═══ Text provided ═══

Food here is correspondingly pared down and functional. The offerings are not meant to be an attraction but a courtesy: simple, cooling juices such as mosambi and lemon shikanji, and small fried items like dal vada, items that refill energy and steady the dancer without diverting attention from the ritual. The modesty of the menu is a deliberate aesthetic choice. The baithak treats food as adjunct to devotion rather than its rival; the plates sustain the body, and the ritual itself remains the prime event.
Lakshmi Vilas Palace: Heritage, Curation And Ceremonious Flavour
The palace garba is a different project again: a curated heritage experience that trades on the Gaekwad family’s patrimony and the atmosphere of the palace lawns. Since its formal revival as a public heritage garba the event has been ticketed and staged with deliberate reference to the palace’s museum-like sensibility, a Navratri that chooses restraint, lighted gardens and a sense of lineage over the raw scale of the grounds. The palace organisers frame the event as both devotion and cultural performance; the ballasted ticketing and curated hospitality signal a Garba that is meant to feel like an extension of princely patronage. Recent public reporting quotes palace representatives who speak of an intent to preserve and amplify the palace’s distinctive ambience while expanding the reach of the event in careful, curated ways.
Food at the palace mirrors that curation: the menu is pitched to the atmosphere of the lawns and the expectations of a ticketed audience. Descriptions of the Heritage Garba emphasise “gourmet festive foods and sweets” served alongside traditional counters, an arrangement that aims to balance the comfort of familiar festival dishes with the polish of a heritage setting. The result is Navratri made ceremonial: guests move between prayer, dance and the carefully arranged food courts in a choreography intended to respect both devotion and the site’s history.

═══ Source material ═══

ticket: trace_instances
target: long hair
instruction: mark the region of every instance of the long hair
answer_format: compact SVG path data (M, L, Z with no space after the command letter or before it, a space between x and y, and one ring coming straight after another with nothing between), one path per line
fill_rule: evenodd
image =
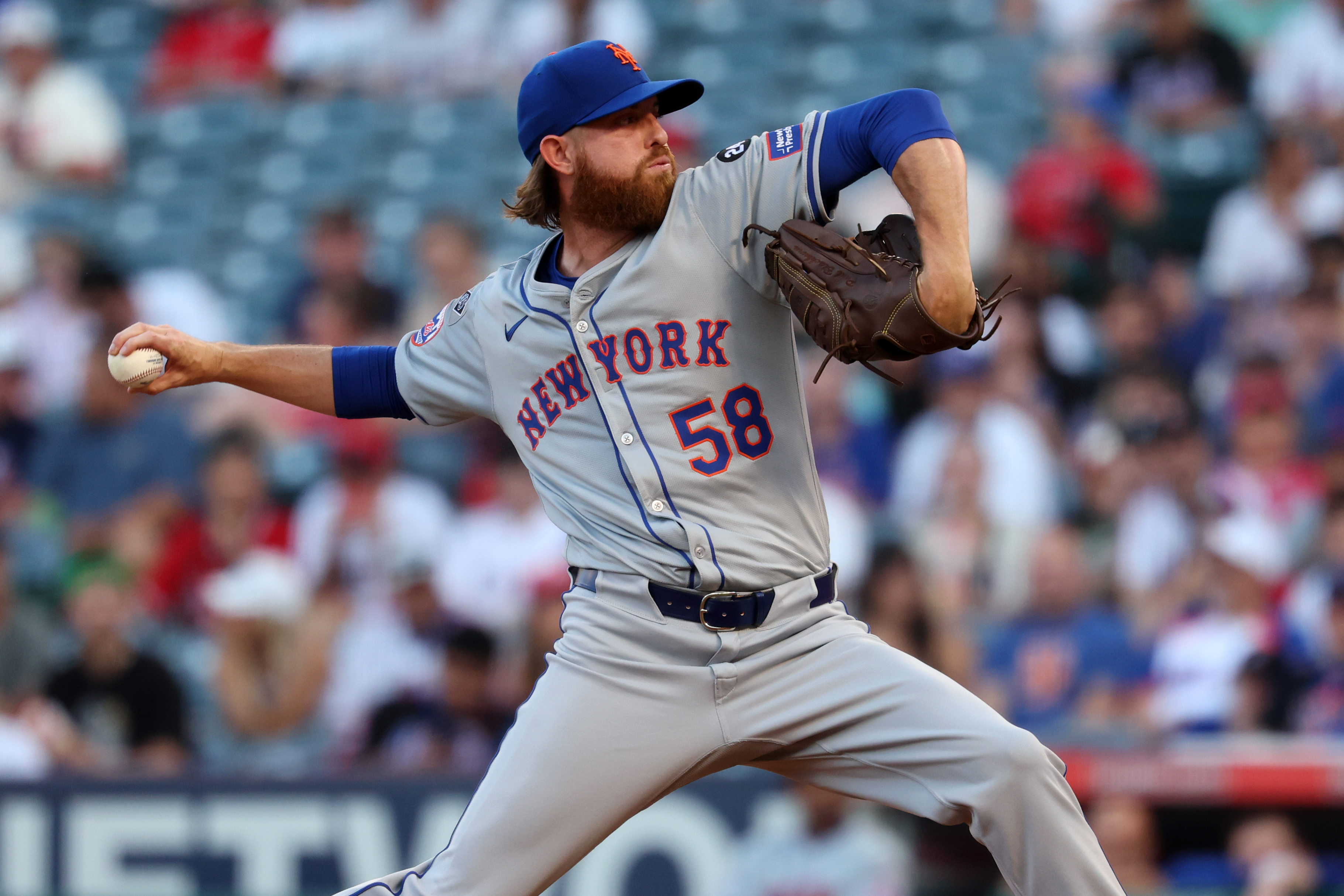
M546 164L543 156L536 157L532 171L527 172L527 179L513 193L517 201L512 206L500 200L504 203L505 218L524 220L546 230L560 228L560 183L555 179L555 169Z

═══

* **Work request**
Write out the entire passage on garba food and the Lakshmi Vilas Palace word for word.

* **Solution for this task**
Food here is correspondingly pared down and functional. The offerings are not meant to be an attraction but a courtesy: simple, cooling juices such as mosambi and lemon shikanji, and small fried items like dal vada, items that refill energy and steady the dancer without diverting attention from the ritual. The modesty of the menu is a deliberate aesthetic choice. The baithak treats food as adjunct to devotion rather than its rival; the plates sustain the body, and the ritual itself remains the prime event.
Lakshmi Vilas Palace: Heritage, Curation And Ceremonious Flavour
The palace garba is a different project again: a curated heritage experience that trades on the Gaekwad family’s patrimony and the atmosphere of the palace lawns. Since its formal revival as a public heritage garba the event has been ticketed and staged with deliberate reference to the palace’s museum-like sensibility, a Navratri that chooses restraint, lighted gardens and a sense of lineage over the raw scale of the grounds. The palace organisers frame the event as both devotion and cultural performance; the ballasted ticketing and curated hospitality signal a Garba that is meant to feel like an extension of princely patronage. Recent public reporting quotes palace representatives who speak of an intent to preserve and amplify the palace’s distinctive ambience while expanding the reach of the event in careful, curated ways.
Food at the palace mirrors that curation: the menu is pitched to the atmosphere of the lawns and the expectations of a ticketed audience. Descriptions of the Heritage Garba emphasise “gourmet festive foods and sweets” served alongside traditional counters, an arrangement that aims to balance the comfort of familiar festival dishes with the polish of a heritage setting. The result is Navratri made ceremonial: guests move between prayer, dance and the carefully arranged food courts in a choreography intended to respect both devotion and the site’s history.